SELECTED TEXT:
= = = = =

Monday, 13 May 2013
Superwomen of yesteryears: Benazir Bhutto
25 years ago on the 16th November, a woman became the first female prime minister of the Islamic state of Pakistan. That woman was none other than Bhutto, yes, Benazir Bhutto. The daughter of the eminent politician: Zulfikar Ali Bhutto. Bhutto lived out her formative years in Karachi, Pakistan and was fortunate enough to be sent to Harvard University in the USA. After studying for a politics degree, Benazir had come to Lady Margaret Hall, Oxford, as a postgraduate student. Of course, by then she was known as the Pakistani prime minister’s daughter, so she didn’t go unnoticed by any means. She was known around Oxford for driving her then-fashionable MGB through the streets. Her open-top sports car became her signature item and before you know it, she was elected as president of the reputable Oxford Union Society. She was already showing signs of following her father’s footsteps! But she wasn’t to bask in her luxuries for too long.
In 1977, her father was hanged as part of a military coup and after her returning to Pakistan; Bhutto was placed under house arrest subsequently. Benazir Bhutto’s life had taken a massive turn and from then on she devoted her life to her father’s memory. However, simultaneously she had manifested her first political achievement, by becoming the leader of the Pakistan People’s Party (PPP) - slowly eroding the image of the subservient Pakistani woman in Muslim societies. She spent seven whole years in exile in London, and only returned to her country to stand as a candidate for the Pakistan elections. Despite the patriarchal Islamic society, Bhutto proved herself by winning the general elections and garnering the votes of Pakistani men.

= = = = =

WORK INSTRUCTIONS:
a - In the text about Benazir Bhutto, how many years did she spend in exile in London?
b - Summarize the text about Benazir Bhutto in two sentences.
c - Write the next part of the text about Benazir Bhutto, picking up after its final sentence.

INFORMATION SHOWN:
= = = = =

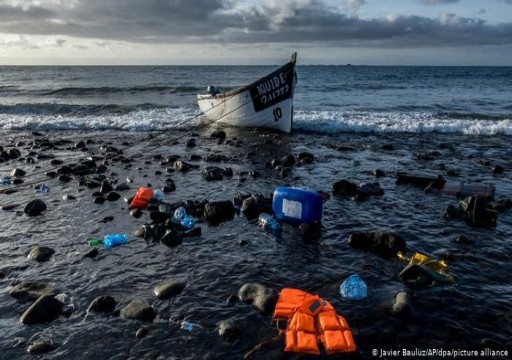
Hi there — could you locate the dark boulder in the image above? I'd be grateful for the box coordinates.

= = = = =

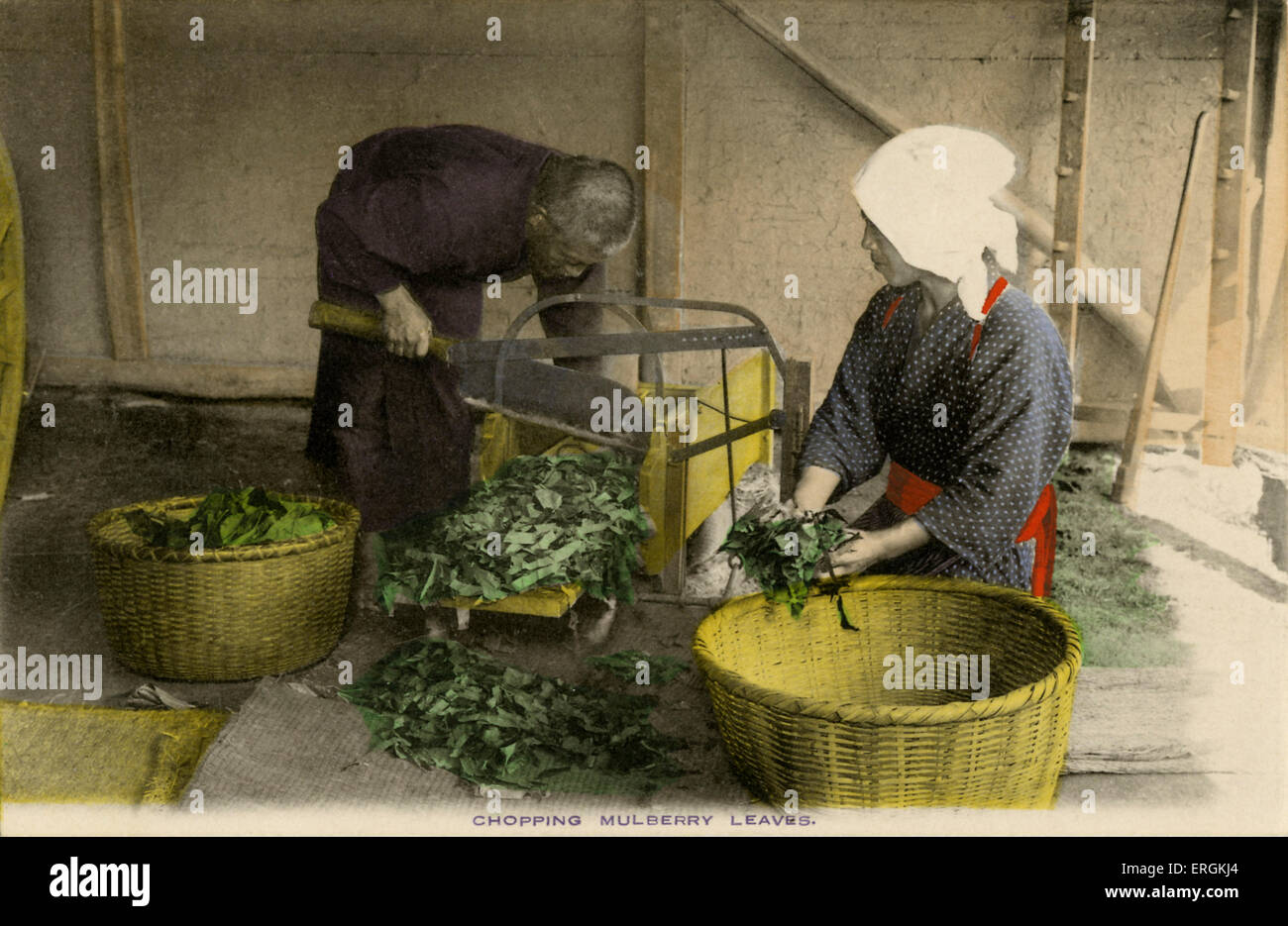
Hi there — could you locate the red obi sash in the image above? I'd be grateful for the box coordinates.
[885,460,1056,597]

= = = = =

EXERCISE ANSWERS:
a - Seven years.

b - Benazir Bhutto, daughter of the politician Zulfikar Ali Bhutto, studied politics at Harvard and then went to Oxford, where she was elected president of the Oxford Union Society. After her father was hanged in 1977, she was placed under house arrest, became leader of the Pakistan People's Party, and spent seven years in exile in London before returning to win the general elections as Pakistan's first female prime minister.

c -
This was a milestone for her and a certain reason for why she stands as one of the most notable Muslim women of history. She held the office for two terms: one from 1988 to 1990 and the other from 1993 to 1996. At this point, to neighbouring India she was the ‘Iron Lady’: resilient and still standing for yet another term in the office. Nevertheless, Bhutto’s political career wasn’t all sun and roses, and to be honest, who’s political career is? Bhutto achieving the highest office in a Muslim country was undoubtedly a turning stone in history, but she failed to impress the people of her country. Under her lead, Pakistan was associated with vast foreign debts and her government was soon dismissed by Pakistan’s president with labels such as ‘incompetence’ and even ‘corruption’. It also didn’t help that her husband, Asif Ali Zardari, was accused of corruption. Her second attempt in the office was again unsuccessful, and it was dismissed again due to several renewed allegations of corruption.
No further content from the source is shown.